Governments have intervened in some countries’ cryptocurrency markets due to hacking, which has cost markets and investors millions, as well as suspicions regarding money laundering. China has banned the practice of anonymous trading enabled by Bitcoin and similar cryptocurrencies, which negatively affected demand. Moreover, the proliferation of markets associated with cryptocurrencies can cause some systemic risk, as leverage is used more and more to take speculative positions, which could cause problems for low-skilled investors as well as the clearing houses of the markets and their members, which could affect the entire financial system.

The last reason governments will push to hinder the rise of cryptocurrencies is to avoid deflation. With Bitcoin rising at such rates, the value of the goods it can acquire is deflated. This can be very dangerous, as we have seen in Japan, and the government can only fight deflation by creating more money. If the governments’ power is lost, and only cryptocurrency remains, we could end up in a deflation situation as was seen in 2007, an event that software would not be able to anticipate. Additionally, two-thirds of Bitcoins are purely stored, with people buying it only as an investment rather than as a means of payment, having such vast amounts stagnant can be dangerous for economic activity.

Architecture

Stefan Junestrand – Professor, IE School of Architecture and Design, CEO & Co-Founder, Grupo Tecma Red

Blockchain presents exciting solutions to real-life problems within architecture and design. NFTs, Smart Contracts and Building Information Modelling (BIM) are disruptive use cases in which we can apply blockchain to add transparency, security, immutability, and new economic models to these fields.

NFTs and Smart Contracts: Interior and architectural designs often include many different contributors and owners over time. There is a genuine need to register these contributions, intellectual properties, and ownership. Blockchain can offer a revolutionary solution to handle this through NFTs and Smart Contracts. In this case, the Smart Contract would contain details of the underlying digital (drawings and designs) or physical assets (the objects or buildings) to which the NFT relates. The NFT could also include rules and rights, such as the designer’s intellectual property, how the original creators of the NFT should get paid if the object or building is resold, and how contributions to changes in a design get registered.

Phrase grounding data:

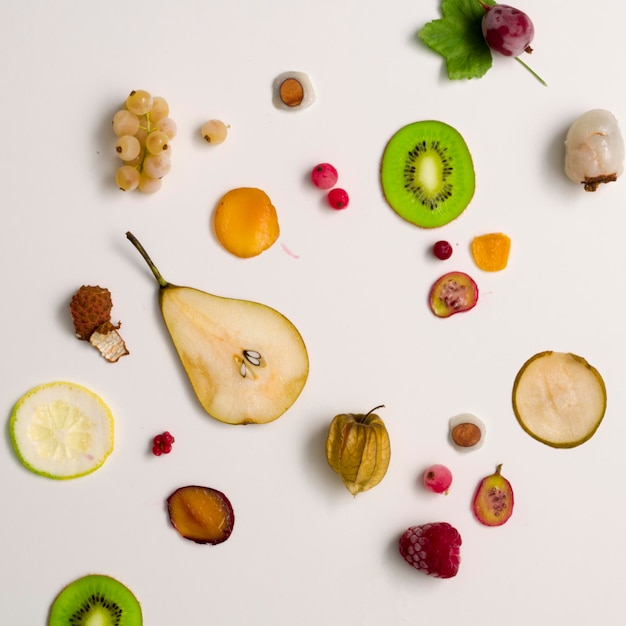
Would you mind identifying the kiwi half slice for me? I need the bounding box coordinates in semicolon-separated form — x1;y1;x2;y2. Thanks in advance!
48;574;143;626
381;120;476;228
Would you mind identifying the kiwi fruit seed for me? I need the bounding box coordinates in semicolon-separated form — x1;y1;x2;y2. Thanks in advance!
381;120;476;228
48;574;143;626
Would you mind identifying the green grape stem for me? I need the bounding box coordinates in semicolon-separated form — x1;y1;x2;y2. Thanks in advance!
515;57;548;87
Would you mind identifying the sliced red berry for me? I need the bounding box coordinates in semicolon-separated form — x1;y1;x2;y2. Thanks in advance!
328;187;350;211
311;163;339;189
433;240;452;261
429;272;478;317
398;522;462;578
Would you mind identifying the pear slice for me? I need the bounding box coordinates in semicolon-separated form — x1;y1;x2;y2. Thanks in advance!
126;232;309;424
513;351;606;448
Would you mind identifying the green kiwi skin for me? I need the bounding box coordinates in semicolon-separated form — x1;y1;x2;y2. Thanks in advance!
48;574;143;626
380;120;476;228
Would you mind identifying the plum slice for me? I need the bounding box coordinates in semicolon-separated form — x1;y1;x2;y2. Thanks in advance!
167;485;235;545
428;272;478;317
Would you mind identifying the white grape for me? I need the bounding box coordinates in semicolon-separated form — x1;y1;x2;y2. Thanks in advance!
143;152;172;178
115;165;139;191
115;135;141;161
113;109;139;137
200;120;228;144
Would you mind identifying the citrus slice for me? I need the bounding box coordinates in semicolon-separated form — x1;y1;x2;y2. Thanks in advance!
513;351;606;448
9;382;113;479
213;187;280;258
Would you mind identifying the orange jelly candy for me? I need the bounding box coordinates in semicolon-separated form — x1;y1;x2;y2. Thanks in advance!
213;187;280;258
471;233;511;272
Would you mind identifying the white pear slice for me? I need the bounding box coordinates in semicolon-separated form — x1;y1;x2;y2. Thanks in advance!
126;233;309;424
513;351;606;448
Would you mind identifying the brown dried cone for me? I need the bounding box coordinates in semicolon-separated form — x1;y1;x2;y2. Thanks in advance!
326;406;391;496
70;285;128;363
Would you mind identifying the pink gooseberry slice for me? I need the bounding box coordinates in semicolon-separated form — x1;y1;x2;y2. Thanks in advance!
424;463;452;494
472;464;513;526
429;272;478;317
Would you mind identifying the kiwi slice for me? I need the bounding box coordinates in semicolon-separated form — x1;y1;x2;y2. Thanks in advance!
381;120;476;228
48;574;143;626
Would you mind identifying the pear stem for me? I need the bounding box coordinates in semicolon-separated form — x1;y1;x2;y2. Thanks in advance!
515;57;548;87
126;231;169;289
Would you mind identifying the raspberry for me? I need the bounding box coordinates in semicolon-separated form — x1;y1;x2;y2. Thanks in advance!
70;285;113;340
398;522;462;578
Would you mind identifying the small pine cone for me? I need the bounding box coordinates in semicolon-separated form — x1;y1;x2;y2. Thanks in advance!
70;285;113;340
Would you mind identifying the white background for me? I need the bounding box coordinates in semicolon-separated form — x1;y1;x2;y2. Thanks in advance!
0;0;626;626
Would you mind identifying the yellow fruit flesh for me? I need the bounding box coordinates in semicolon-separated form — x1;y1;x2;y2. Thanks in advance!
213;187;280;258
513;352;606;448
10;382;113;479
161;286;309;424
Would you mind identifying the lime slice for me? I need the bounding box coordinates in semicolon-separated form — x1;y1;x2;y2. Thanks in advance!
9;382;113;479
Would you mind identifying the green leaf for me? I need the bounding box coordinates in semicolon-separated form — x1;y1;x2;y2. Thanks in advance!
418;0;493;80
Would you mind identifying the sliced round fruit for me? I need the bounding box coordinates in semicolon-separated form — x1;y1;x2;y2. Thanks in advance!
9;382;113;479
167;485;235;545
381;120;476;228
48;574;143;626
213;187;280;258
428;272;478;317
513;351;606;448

==

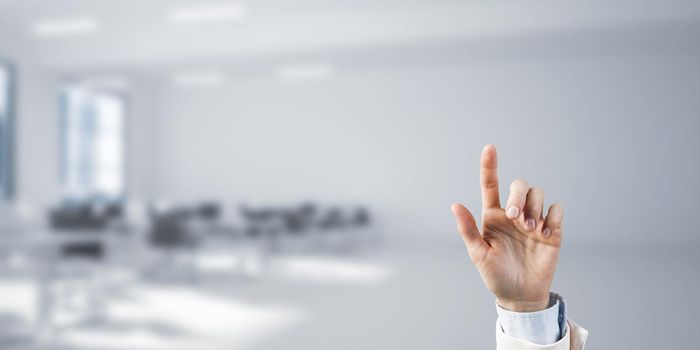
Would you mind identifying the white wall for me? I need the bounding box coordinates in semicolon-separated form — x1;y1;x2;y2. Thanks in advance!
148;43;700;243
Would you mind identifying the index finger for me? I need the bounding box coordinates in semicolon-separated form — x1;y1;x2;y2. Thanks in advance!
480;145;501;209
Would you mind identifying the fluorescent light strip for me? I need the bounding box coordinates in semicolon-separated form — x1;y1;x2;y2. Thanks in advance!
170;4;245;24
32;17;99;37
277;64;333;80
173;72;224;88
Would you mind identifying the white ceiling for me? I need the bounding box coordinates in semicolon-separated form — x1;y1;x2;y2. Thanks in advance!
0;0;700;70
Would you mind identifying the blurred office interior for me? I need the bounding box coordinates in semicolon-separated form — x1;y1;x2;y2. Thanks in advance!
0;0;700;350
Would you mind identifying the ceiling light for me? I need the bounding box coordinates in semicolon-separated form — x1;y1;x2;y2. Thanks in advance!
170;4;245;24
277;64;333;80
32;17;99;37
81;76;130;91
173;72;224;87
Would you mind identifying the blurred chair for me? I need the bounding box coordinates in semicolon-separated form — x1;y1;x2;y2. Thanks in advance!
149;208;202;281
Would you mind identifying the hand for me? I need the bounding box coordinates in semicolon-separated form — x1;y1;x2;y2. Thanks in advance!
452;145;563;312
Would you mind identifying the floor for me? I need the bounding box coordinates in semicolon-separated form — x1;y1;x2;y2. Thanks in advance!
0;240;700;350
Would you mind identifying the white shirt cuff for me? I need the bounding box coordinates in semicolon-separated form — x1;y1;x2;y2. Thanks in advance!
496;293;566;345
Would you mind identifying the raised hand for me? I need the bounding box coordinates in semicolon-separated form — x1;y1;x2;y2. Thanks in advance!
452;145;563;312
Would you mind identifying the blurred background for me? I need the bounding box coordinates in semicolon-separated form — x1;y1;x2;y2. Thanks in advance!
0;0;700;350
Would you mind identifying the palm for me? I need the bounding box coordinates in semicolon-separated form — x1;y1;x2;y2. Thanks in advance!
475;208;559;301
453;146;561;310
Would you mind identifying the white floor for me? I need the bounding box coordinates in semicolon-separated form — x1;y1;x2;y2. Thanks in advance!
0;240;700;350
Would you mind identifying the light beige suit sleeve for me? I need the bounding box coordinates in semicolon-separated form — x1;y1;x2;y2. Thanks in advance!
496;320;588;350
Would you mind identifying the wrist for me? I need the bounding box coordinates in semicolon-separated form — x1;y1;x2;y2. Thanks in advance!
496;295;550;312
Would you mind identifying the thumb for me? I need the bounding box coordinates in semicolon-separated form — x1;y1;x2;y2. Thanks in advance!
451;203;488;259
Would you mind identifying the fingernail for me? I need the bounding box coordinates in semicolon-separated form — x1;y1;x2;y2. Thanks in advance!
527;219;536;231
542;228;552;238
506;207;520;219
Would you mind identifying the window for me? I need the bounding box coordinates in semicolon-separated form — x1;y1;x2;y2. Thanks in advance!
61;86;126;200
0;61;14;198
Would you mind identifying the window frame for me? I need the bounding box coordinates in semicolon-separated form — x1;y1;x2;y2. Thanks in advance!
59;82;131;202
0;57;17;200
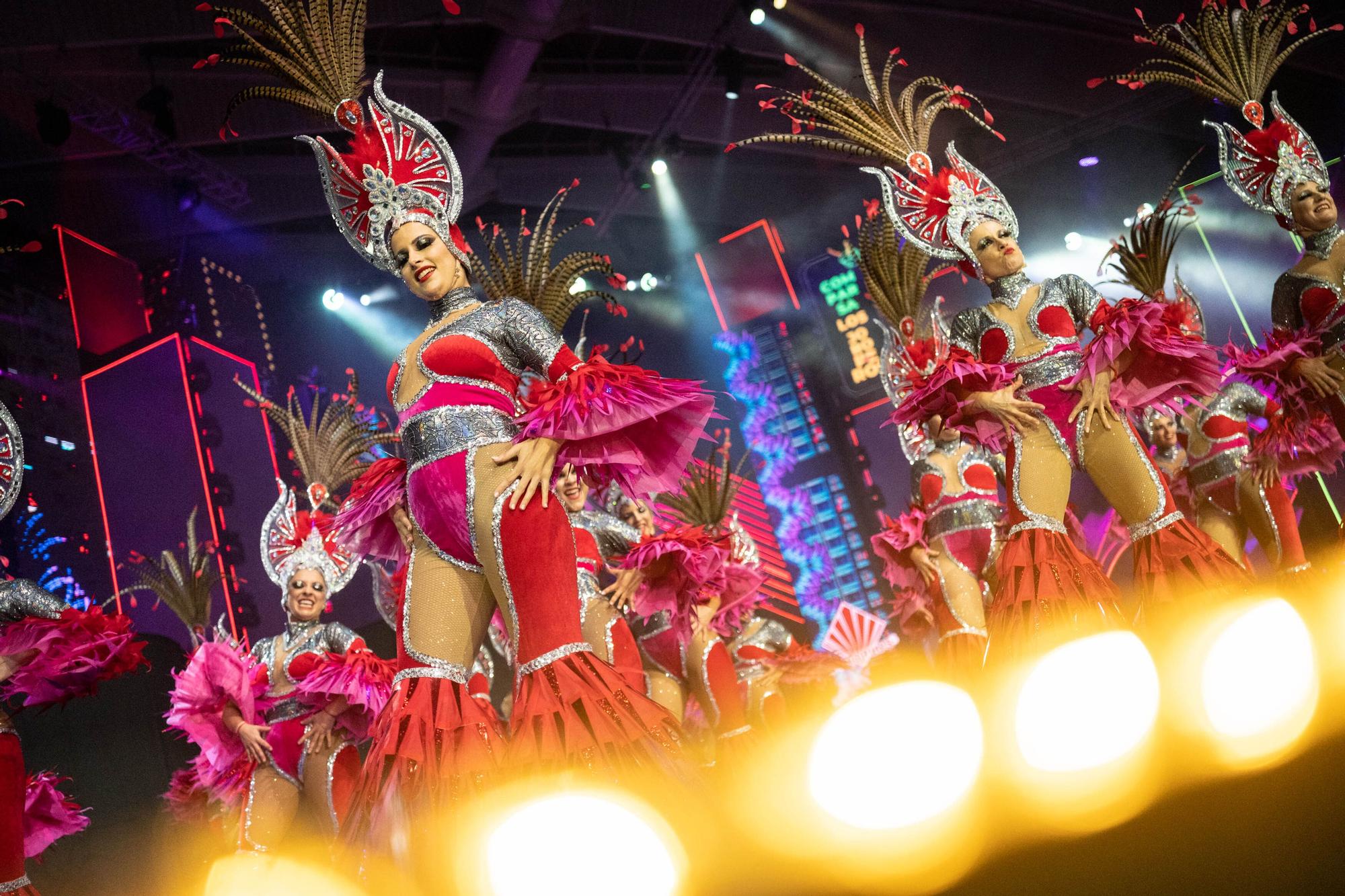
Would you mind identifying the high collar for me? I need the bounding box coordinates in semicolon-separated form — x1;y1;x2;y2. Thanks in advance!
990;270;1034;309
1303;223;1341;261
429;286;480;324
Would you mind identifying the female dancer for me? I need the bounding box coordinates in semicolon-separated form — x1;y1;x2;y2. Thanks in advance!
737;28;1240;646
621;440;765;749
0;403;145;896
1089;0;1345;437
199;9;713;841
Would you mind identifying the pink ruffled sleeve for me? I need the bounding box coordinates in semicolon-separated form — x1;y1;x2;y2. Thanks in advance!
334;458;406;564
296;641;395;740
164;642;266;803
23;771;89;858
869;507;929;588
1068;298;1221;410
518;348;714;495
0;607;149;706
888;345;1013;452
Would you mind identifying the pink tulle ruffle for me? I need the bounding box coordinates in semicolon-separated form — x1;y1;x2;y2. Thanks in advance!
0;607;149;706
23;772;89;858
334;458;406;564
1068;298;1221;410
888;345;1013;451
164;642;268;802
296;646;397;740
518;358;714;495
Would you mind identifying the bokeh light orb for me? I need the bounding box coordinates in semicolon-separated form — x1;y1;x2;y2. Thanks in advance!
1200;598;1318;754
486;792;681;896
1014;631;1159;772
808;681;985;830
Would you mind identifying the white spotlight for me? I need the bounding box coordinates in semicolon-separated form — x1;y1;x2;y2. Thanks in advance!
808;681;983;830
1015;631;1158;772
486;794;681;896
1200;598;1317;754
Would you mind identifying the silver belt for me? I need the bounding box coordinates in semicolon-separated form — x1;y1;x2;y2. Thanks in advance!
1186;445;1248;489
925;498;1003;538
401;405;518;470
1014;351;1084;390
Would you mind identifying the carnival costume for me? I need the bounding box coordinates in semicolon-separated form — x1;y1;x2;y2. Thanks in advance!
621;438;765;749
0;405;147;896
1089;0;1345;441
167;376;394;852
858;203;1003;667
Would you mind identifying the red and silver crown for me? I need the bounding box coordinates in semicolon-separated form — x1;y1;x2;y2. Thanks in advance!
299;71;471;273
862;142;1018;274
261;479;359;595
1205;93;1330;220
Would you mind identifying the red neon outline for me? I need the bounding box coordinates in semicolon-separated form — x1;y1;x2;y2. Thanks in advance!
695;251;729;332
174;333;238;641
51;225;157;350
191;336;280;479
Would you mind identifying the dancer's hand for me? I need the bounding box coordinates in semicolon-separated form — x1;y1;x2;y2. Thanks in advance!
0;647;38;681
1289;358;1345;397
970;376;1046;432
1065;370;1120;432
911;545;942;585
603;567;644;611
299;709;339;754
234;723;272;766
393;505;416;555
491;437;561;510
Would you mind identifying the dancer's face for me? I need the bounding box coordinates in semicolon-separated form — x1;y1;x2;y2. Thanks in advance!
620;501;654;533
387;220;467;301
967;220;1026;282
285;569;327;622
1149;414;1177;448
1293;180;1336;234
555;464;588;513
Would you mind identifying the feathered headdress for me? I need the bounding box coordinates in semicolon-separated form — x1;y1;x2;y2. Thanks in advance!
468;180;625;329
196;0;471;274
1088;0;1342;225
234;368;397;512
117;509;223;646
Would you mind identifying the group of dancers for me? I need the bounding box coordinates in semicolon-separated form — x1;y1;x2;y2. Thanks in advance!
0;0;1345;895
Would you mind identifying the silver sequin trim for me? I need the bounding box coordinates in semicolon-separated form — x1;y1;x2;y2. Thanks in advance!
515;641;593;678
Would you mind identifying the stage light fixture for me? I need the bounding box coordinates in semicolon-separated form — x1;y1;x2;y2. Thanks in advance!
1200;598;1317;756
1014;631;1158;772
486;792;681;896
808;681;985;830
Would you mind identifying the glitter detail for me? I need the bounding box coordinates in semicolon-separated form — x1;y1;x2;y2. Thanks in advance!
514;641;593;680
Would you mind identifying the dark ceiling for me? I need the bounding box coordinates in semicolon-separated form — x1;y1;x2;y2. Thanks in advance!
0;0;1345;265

---

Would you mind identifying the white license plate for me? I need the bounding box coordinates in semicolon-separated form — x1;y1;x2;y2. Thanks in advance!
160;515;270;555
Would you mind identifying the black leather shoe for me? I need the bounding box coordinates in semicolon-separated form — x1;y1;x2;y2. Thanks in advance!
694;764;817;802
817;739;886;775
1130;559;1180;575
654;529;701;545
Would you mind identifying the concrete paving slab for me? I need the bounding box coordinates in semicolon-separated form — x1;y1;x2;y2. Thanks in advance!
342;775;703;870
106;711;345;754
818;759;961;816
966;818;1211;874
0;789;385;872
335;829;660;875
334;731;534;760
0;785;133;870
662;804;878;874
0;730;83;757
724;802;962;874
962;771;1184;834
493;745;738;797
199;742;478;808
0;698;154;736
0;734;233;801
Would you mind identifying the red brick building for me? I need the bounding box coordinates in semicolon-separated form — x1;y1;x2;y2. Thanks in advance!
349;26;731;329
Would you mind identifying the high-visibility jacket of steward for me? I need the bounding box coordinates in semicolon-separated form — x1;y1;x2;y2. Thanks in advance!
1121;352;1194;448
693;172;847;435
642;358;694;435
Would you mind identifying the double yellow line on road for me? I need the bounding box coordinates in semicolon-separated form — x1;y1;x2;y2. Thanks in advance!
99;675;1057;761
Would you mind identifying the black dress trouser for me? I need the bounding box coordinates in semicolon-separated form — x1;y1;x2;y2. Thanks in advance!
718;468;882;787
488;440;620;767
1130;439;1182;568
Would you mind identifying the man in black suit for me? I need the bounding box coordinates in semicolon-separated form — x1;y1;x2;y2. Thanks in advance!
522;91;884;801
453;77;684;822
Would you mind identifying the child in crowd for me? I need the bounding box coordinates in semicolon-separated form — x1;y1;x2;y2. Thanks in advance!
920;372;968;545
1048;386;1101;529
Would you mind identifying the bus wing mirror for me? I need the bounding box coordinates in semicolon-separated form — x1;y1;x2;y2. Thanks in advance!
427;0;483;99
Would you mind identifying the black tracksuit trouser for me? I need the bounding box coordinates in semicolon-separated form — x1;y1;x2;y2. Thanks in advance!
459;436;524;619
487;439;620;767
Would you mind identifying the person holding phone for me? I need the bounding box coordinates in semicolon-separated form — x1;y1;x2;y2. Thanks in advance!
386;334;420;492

## Questions
1) Reproduce the page extract word for word, from "NFTs and Smart Contracts: Interior" up to and including "design get registered.".
2) Decide whether each statement agrees with the page extract, answering yes or no and quoting the words that settle it.
(a) China has banned anonymous trading enabled by Bitcoin and similar cryptocurrencies.
(b) Half of all Bitcoins are purely stored as an investment.
(c) Stefan Junestrand is CEO and Co-Founder of Grupo Tecma Red.
3) Using the page extract, answer these questions.
(a) Which country does it give as an example of how dangerous deflation can be?
(b) By what means, according to it, can the government fight deflation?
(c) Which three use cases for blockchain in architecture and design does it name?
None of the items are needed for this work.

## Solutions per task
1)
NFTs and Smart Contracts: Interior and architectural designs often include many different contributors and owners over time. There is a genuine need to register these contributions, intellectual properties, and ownership. Blockchain can offer a revolutionary solution to handle this through NFTs and Smart Contracts. In this case, the Smart Contract would contain details of the underlying digital (drawings and designs) or physical assets (the objects or buildings) to which the NFT relates. The NFT could also include rules and rights, such as the designer’s intellectual property, how the original creators of the NFT should get paid if the object or building is resold, and how contributions to changes in a design get registered.

2)
(a) Yes: "China has banned the practice of anonymous trading enabled by Bitcoin and similar cryptocurrencies"
(b) No: "two-thirds of Bitcoins are purely stored"
(c) Yes: "Stefan Junestrand – Professor, IE School of Architecture and Design, CEO & Co-Founder, Grupo Tecma Red"

3)
(a) Japan.
(b) Only by creating more money.
(c) NFTs, Smart Contracts, and Building Information Modelling (BIM).